(Object point labels)
————————

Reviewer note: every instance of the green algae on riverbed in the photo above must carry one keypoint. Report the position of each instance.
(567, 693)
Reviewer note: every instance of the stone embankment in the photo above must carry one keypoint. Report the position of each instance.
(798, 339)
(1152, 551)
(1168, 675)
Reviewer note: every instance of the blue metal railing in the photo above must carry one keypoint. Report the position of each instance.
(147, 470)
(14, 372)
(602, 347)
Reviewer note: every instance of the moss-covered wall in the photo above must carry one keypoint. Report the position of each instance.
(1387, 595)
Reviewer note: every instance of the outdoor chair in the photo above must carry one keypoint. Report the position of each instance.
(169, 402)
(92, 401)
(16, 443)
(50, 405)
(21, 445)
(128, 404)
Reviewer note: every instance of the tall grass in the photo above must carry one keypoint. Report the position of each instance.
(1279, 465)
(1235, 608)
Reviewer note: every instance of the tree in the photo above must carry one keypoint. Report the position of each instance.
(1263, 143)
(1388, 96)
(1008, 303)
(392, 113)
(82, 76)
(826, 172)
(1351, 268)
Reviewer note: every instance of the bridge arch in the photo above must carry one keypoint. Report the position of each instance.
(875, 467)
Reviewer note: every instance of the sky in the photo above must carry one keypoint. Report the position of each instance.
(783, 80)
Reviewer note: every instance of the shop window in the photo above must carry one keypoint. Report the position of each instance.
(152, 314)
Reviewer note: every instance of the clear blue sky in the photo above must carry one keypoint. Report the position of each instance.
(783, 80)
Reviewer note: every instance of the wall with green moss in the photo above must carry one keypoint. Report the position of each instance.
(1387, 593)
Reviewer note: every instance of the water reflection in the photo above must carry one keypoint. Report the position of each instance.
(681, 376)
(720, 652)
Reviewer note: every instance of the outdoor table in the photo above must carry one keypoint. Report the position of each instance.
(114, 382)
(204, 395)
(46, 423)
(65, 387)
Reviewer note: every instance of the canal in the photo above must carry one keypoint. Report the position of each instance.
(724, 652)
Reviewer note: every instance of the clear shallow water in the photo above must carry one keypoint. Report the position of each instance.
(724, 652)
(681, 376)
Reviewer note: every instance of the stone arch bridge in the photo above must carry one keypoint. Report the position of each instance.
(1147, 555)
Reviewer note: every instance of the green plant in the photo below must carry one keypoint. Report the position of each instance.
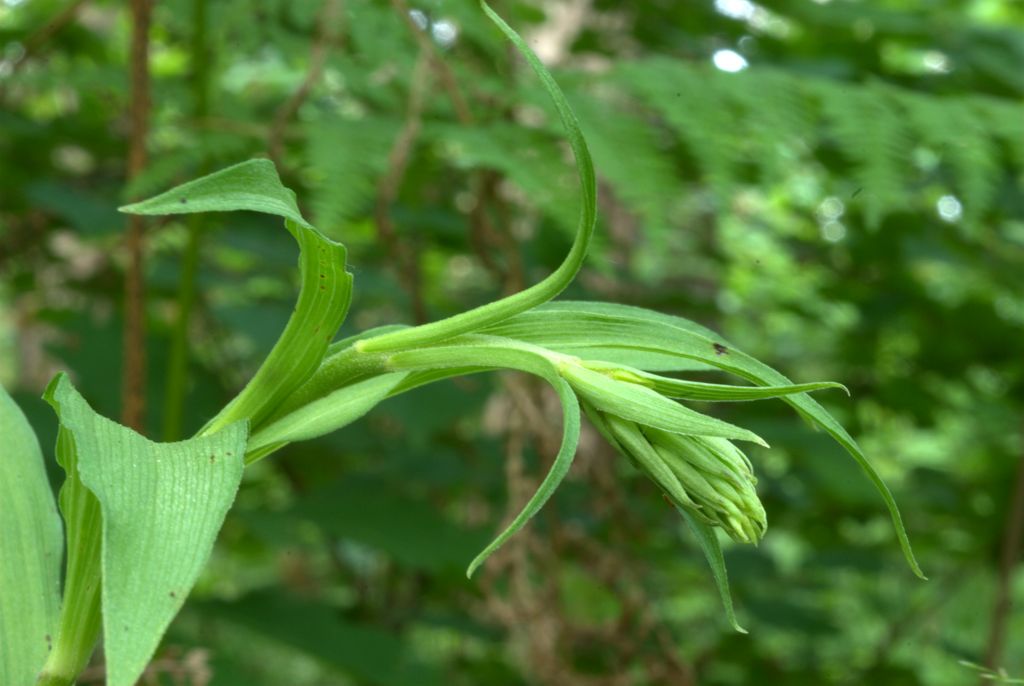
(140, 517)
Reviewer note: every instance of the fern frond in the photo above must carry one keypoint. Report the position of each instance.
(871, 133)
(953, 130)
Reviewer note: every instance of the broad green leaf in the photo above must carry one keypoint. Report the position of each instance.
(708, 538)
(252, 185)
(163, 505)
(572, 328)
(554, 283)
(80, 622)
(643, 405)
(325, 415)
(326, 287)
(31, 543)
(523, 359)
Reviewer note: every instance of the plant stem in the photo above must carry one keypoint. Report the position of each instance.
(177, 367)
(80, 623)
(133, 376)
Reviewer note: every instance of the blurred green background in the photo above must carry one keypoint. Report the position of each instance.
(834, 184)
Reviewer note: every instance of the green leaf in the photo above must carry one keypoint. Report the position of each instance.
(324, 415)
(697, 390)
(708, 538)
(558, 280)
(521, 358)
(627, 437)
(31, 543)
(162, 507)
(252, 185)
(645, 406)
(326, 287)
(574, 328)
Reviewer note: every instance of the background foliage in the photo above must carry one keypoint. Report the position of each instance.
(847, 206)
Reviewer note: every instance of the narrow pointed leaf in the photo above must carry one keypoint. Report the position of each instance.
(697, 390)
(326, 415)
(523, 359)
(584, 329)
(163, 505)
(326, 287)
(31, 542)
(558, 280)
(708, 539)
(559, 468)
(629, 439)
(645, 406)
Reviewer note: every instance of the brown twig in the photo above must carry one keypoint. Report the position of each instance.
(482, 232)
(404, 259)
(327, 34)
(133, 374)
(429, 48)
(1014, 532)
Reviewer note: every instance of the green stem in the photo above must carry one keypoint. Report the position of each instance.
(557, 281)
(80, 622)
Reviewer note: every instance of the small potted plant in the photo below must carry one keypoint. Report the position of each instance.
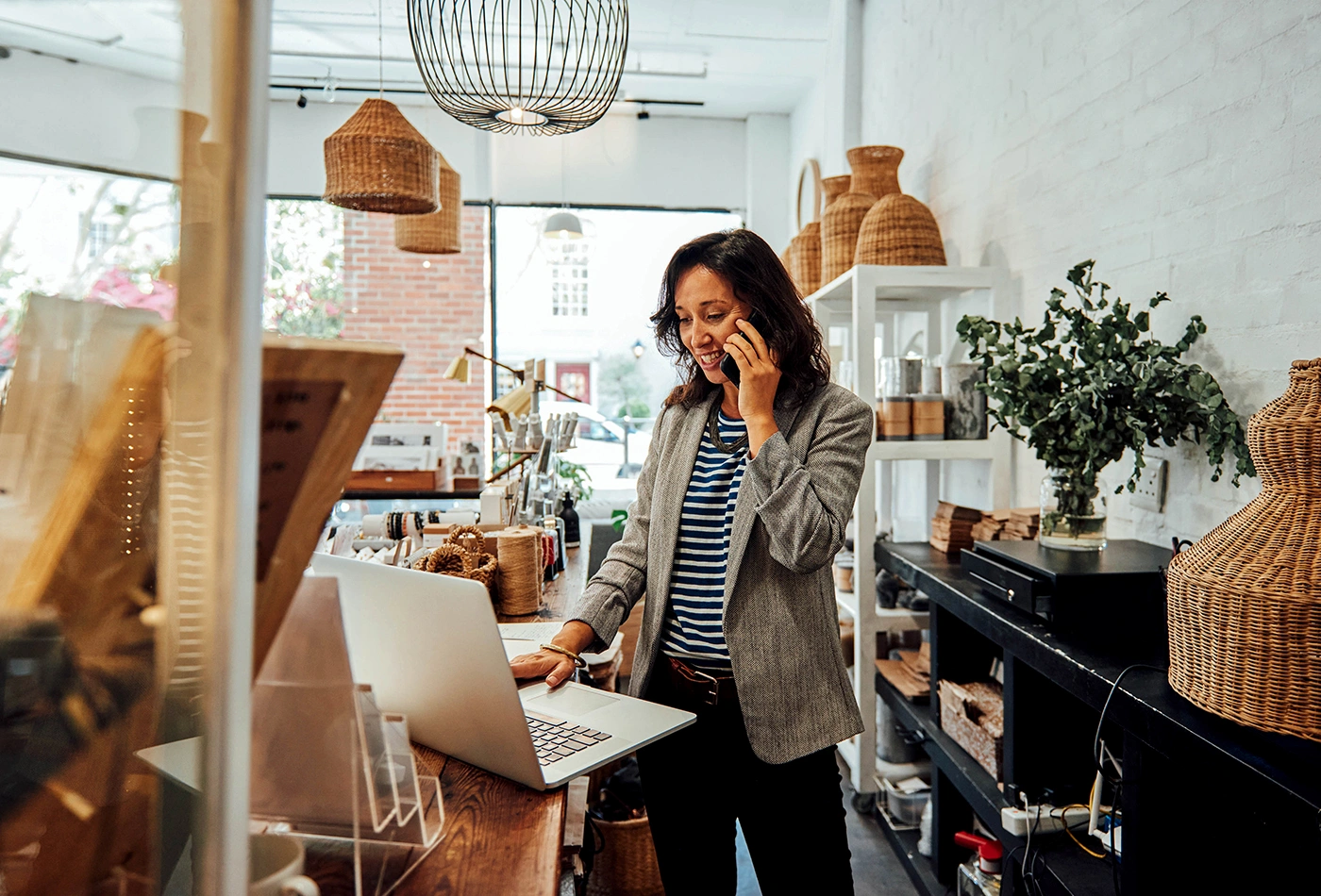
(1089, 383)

————————

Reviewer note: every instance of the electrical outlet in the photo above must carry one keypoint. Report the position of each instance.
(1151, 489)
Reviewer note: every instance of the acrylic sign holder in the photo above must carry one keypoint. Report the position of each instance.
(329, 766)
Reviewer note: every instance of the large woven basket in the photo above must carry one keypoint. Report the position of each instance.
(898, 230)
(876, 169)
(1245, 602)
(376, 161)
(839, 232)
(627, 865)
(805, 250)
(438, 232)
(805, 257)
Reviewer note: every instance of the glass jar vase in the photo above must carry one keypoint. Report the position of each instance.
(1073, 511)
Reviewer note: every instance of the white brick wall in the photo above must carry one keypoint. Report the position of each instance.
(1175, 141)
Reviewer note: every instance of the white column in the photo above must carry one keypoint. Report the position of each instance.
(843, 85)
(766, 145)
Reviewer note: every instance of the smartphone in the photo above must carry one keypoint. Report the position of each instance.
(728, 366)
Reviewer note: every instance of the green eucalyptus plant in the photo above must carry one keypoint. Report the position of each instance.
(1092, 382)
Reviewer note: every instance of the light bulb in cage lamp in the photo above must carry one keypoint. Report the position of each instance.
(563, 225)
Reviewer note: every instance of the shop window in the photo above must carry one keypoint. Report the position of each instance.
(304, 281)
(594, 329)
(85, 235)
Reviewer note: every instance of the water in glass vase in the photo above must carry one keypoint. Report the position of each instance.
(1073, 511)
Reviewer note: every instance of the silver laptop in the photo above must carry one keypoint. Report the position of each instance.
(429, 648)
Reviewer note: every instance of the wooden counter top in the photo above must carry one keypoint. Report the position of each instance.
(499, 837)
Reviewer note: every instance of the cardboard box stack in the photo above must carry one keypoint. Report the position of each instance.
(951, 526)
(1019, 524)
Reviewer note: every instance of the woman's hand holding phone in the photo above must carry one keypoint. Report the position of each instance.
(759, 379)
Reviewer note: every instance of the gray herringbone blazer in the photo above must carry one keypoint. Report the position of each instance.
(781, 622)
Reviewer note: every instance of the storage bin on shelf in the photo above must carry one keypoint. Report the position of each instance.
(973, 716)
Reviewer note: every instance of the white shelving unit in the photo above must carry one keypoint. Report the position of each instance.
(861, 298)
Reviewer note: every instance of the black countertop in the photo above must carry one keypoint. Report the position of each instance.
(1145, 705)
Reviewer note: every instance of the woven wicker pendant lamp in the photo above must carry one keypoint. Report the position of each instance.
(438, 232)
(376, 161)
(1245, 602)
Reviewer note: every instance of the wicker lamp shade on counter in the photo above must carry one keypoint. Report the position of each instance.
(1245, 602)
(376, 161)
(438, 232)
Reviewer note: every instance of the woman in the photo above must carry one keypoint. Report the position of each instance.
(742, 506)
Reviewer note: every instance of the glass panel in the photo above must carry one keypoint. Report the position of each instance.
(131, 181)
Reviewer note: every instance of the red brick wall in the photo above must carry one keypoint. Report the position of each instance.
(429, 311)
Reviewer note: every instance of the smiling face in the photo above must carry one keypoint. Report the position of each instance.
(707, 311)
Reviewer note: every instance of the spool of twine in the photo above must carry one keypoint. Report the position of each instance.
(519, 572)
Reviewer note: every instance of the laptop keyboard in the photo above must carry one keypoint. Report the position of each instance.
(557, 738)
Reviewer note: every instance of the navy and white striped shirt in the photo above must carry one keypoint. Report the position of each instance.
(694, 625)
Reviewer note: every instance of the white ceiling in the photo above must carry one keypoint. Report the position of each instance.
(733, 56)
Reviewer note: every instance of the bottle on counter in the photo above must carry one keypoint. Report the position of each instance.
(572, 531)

————————

Copy out the stretch of data from the line containing "Reviewer note: every instance of the blue" through the line containing "(1387, 595)", word for word and with nothing else.

**ANSWER TO THIS TASK:**
Reviewer note: every instance of the blue metal railing in the photo above must carry one keypoint. Report the position of each instance.
(147, 470)
(14, 372)
(602, 347)
Reviewer note: every instance of the moss-covered wall in the photo above must carry one keypoint. Report the position of each instance.
(1387, 595)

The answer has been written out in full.